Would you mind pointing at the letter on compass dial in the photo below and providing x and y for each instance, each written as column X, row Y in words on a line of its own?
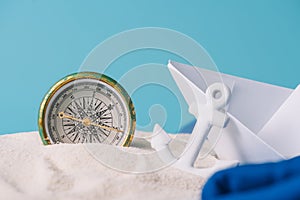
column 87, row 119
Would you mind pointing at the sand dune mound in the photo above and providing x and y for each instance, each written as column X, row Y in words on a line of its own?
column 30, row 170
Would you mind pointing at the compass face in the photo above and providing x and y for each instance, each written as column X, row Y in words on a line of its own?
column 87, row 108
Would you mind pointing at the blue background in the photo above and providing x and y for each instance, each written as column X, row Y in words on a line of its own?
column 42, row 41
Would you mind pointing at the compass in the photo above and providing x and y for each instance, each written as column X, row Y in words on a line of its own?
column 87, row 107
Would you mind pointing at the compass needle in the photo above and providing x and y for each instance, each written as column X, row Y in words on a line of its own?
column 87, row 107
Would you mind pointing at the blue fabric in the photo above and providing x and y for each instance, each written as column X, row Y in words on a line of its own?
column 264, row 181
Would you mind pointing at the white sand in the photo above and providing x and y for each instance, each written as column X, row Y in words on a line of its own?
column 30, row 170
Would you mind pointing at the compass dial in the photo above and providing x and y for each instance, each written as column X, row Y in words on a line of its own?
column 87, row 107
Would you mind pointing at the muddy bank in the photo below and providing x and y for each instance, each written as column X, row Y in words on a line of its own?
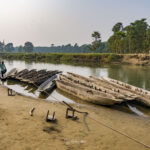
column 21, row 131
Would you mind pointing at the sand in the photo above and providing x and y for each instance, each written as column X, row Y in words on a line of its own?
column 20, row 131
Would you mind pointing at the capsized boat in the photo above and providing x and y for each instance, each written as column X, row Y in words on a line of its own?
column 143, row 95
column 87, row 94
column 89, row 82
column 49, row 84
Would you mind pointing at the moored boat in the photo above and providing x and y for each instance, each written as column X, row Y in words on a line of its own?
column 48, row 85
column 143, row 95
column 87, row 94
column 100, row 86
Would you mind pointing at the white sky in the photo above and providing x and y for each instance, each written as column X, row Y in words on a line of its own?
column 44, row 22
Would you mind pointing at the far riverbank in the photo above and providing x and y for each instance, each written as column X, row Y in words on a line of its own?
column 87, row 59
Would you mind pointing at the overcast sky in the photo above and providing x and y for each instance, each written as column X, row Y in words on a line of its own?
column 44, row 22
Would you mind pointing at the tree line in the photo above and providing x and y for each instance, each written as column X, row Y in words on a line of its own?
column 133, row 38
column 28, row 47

###

▸ Aim of the exercise: Give the listing again word for word. Skip every image.

▸ Final answer:
Would you mind pointing at the letter on compass dial in the photo below and providing x and y for each instance, each written as column X, row Y in words on a line of its own?
column 87, row 119
Would you mind pointing at the sand dune mound in the photo above and providing x and y for each instance, each written as column X, row Y in words on a line of its own?
column 30, row 170
Would you mind pointing at the compass face in the photo above and providing x and y for each instance, each written as column X, row Y in words on a line of its own?
column 87, row 108
Would you mind pointing at the blue background in the photo above and providing x and y for each instance, each written as column X, row Y in words on a line of its own?
column 42, row 41
Would you mind pointing at the compass in the photo above and providing x and y for each instance, each written as column X, row Y in words on a line of its own?
column 87, row 107
Would you mind pointing at the compass needle in the photo above and providing x and y for each instance, each written as column X, row Y in words on a line of its own?
column 87, row 107
Would you mind pointing at the blue fabric in the photo above and providing x and y for each instance, each written as column X, row Y in words on a line of its own?
column 264, row 181
Would you mind pointing at the white sand in the photo above and providing x and y for each instance, each written as column X, row Y in words on a line of its own?
column 30, row 170
Would you mind pointing at the compass dial in the photo above and providing x and y for each instance, each written as column X, row Y in words on a line of its own?
column 87, row 107
Would you mind pointing at the muddy bank in the photo below and providing x and y for each instance, each written as column X, row Y in words on a line of its own?
column 21, row 131
Would you mind pointing at the sand in the photo above and providing x and y for each instance, each written as column X, row Y in words on a line of its own?
column 20, row 131
Would you mind pointing at the capsized boat in the photo above and providing x and y for each instance, each written as column X, row Y in words on a line of its own?
column 143, row 95
column 87, row 94
column 89, row 82
column 49, row 84
Would you mind pointing at the moored boat in the photo above and providing x and y for each instance, each written as column X, row Y in words on a line of its own?
column 48, row 85
column 143, row 95
column 87, row 94
column 100, row 86
Would you mind pointing at the white sky in the photo above and providing x and y for each instance, each written as column X, row Y in words on a line of its own?
column 44, row 22
Would you mind pointing at the far riverbank in the photo above and providing x and y for each instance, each written as column X, row Y in words on a line of its own?
column 87, row 59
Would you mind pointing at the overcast sky in the photo above and providing x and y for each instance, each written as column X, row Y in words on a line of its own?
column 44, row 22
Would you mind pointing at the tree line in the photo above and providing x and y for each instance, each written as column X, row Y in words on a line of its own?
column 133, row 38
column 28, row 47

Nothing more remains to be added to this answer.